**Your task**.
Copy every line of the entries below, requests included, and multiply each x and y coordinate in the answers by 0.85, rounding to the nearest whole number with halves rounding up.

◇ ◇ ◇ ◇

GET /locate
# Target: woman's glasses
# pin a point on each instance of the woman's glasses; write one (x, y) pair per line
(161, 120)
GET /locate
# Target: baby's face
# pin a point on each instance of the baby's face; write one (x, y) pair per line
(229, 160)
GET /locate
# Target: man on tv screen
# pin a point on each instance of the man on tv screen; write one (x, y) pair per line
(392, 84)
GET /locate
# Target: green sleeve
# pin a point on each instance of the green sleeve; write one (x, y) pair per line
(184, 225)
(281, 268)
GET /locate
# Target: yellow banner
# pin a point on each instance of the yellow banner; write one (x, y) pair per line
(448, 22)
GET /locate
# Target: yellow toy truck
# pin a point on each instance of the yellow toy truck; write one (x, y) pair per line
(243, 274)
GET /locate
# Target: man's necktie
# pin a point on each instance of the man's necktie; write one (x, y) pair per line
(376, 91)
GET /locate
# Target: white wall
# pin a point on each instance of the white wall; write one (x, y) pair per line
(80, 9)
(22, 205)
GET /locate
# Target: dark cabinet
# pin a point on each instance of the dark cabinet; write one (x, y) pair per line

◇ ◇ ◇ ◇

**Right answer**.
GET /locate
# Target: woman's glasses
# pin a point on each instance of the woman's glasses; write one (x, y) pair per line
(137, 102)
GET /locate
# Target: baby's face
# pin a point on each instance of the baby's face; write one (x, y) pair per line
(195, 136)
GET /locate
# Target: man on tv screen
# pin a point on each instance of the man on tv screen; write one (x, y) pair per line
(333, 71)
GET /locate
# Target: green sleeve
# pin a point on each instance of the green sleeve; write one (x, y) pair per line
(156, 191)
(239, 228)
GET /locate
# Target: yellow banner
# pin a point on each instance of the yellow banner; write one (x, y) pair per line
(381, 19)
GET /locate
# Target: yellow toy truck
# pin a point on each instance of the yellow toy truck; write one (x, y) pair per line
(207, 233)
GET /locate
# Target: man's necktie
# pin a point on each instance of the man's necktie; write one (x, y) pair per line
(320, 77)
GET /locate
# Target: white wall
# pin a point on each instance of the white wall; write one (x, y) pair per line
(68, 8)
(19, 174)
GET /locate
# Target: dark cabinet
# pin a point on each instance of the dark cabinet; write one (x, y) pair per line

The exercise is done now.